RECORDS SHOWN:

** start **

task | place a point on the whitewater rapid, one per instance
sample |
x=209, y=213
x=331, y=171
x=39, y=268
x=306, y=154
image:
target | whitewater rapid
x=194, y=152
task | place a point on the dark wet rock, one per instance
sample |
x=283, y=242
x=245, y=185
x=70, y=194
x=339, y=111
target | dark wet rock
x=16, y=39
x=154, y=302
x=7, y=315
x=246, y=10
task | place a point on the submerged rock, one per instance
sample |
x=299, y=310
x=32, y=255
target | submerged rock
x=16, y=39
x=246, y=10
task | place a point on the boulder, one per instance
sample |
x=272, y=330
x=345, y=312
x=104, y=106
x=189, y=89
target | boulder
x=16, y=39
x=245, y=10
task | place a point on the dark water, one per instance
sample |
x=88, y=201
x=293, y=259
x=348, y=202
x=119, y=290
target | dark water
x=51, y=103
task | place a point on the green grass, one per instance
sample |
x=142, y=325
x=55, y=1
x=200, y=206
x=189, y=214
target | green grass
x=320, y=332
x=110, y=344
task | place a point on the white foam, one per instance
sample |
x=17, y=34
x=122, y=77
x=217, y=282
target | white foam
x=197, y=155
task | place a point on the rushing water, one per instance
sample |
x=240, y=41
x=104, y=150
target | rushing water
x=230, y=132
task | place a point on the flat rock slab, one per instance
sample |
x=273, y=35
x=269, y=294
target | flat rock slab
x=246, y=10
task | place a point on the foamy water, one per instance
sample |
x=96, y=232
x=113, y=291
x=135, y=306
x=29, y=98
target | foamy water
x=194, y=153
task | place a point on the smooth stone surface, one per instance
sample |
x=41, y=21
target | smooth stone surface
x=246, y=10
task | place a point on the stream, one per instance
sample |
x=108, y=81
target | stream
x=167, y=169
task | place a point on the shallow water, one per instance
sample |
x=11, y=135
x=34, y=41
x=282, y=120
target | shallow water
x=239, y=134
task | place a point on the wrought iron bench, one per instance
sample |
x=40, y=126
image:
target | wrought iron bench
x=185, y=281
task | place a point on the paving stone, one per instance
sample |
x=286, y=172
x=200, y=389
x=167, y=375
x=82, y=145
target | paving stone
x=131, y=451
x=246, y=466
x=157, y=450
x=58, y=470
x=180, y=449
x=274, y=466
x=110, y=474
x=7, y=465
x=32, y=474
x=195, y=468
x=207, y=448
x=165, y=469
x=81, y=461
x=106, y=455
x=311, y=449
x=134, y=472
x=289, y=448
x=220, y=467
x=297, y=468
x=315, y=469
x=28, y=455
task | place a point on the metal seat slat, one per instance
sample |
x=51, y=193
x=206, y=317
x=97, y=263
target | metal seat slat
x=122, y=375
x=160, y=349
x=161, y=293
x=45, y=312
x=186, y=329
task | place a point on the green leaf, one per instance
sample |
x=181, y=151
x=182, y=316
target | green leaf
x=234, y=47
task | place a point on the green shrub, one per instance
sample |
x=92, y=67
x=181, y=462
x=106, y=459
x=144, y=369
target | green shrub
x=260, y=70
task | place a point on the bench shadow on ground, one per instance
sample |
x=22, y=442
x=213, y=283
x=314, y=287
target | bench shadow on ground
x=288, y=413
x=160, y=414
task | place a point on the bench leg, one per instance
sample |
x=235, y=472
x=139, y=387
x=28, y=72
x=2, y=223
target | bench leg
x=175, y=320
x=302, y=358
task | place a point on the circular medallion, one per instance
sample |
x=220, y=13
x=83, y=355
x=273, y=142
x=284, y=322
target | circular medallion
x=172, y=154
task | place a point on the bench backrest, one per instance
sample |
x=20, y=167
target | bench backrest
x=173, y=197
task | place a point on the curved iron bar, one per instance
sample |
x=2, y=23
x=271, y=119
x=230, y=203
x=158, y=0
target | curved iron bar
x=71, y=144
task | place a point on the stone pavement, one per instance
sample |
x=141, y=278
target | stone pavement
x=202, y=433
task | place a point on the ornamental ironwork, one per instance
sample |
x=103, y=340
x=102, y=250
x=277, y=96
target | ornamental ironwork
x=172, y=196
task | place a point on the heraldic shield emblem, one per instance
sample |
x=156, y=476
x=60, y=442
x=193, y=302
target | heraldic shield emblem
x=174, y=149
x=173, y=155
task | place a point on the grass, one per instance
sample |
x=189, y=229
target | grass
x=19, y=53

** end **
** start **

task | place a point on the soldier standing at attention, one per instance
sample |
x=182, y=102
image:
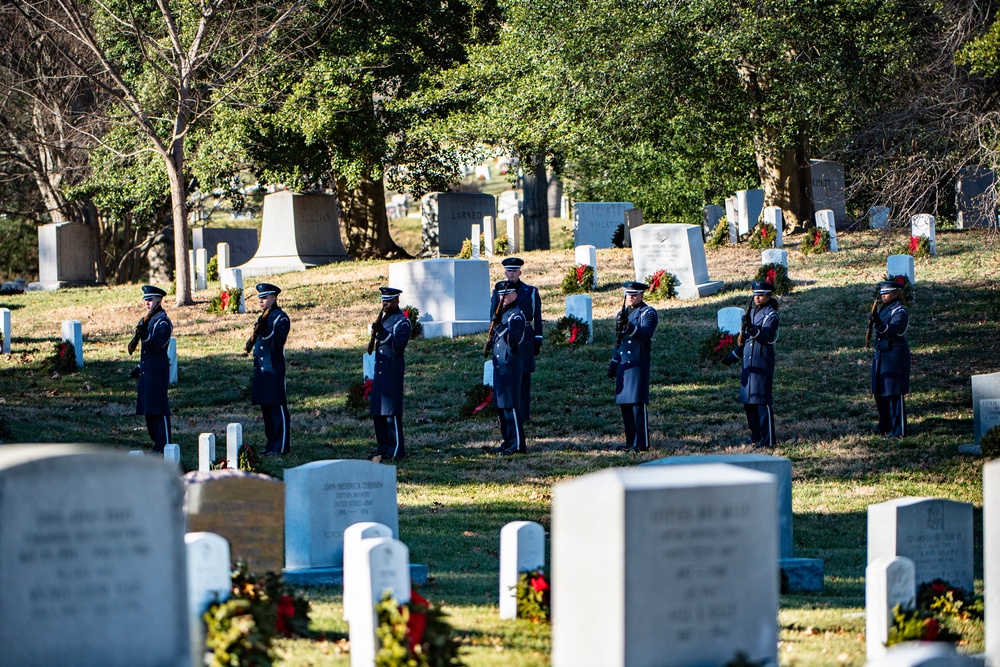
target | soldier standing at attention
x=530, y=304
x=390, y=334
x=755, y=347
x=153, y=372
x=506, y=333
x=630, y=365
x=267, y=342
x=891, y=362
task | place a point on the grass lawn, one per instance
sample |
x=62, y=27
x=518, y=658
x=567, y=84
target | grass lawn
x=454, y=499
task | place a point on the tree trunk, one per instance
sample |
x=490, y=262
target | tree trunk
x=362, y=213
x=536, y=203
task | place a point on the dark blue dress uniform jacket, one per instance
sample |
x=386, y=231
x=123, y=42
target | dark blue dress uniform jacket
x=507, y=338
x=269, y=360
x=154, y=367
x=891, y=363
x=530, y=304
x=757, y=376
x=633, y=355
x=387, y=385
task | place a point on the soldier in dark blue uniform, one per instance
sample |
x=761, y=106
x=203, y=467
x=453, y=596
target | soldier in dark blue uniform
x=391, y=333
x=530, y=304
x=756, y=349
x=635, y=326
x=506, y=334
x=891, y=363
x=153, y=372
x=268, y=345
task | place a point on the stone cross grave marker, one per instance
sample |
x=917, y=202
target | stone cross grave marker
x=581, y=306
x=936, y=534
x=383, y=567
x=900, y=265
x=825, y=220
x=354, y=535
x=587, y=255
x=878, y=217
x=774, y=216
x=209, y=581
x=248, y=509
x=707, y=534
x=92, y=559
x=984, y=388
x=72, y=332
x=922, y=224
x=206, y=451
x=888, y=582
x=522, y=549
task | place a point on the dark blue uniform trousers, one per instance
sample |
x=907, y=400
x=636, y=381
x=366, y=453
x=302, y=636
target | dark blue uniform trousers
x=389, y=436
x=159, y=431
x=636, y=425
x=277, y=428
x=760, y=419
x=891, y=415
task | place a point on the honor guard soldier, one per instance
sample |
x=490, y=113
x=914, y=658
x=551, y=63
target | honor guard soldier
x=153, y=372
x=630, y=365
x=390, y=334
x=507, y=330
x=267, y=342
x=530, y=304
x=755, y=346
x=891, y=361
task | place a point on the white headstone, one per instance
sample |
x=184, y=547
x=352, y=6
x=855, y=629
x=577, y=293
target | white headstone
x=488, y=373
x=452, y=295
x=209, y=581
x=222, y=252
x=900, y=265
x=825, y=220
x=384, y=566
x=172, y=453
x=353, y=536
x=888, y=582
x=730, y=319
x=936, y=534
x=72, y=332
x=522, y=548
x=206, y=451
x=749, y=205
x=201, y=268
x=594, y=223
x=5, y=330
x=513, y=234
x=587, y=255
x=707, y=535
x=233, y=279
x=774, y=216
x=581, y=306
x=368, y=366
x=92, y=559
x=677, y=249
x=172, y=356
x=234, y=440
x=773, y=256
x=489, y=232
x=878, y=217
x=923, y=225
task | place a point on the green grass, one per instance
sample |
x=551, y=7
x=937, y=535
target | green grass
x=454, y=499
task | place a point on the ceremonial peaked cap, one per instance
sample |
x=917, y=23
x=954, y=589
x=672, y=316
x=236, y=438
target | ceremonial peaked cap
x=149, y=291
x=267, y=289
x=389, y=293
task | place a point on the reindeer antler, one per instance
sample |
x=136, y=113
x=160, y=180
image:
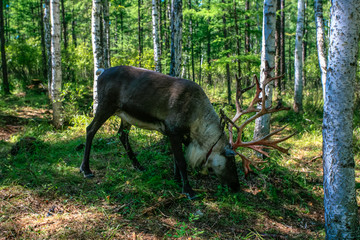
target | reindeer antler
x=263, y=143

** end **

GIVEN REQUEST: Return every line in the entries above that contains the string "paving", matching case exactly.

TASK RESULT:
task | place a point on the paving stone, one per instance
target | paving stone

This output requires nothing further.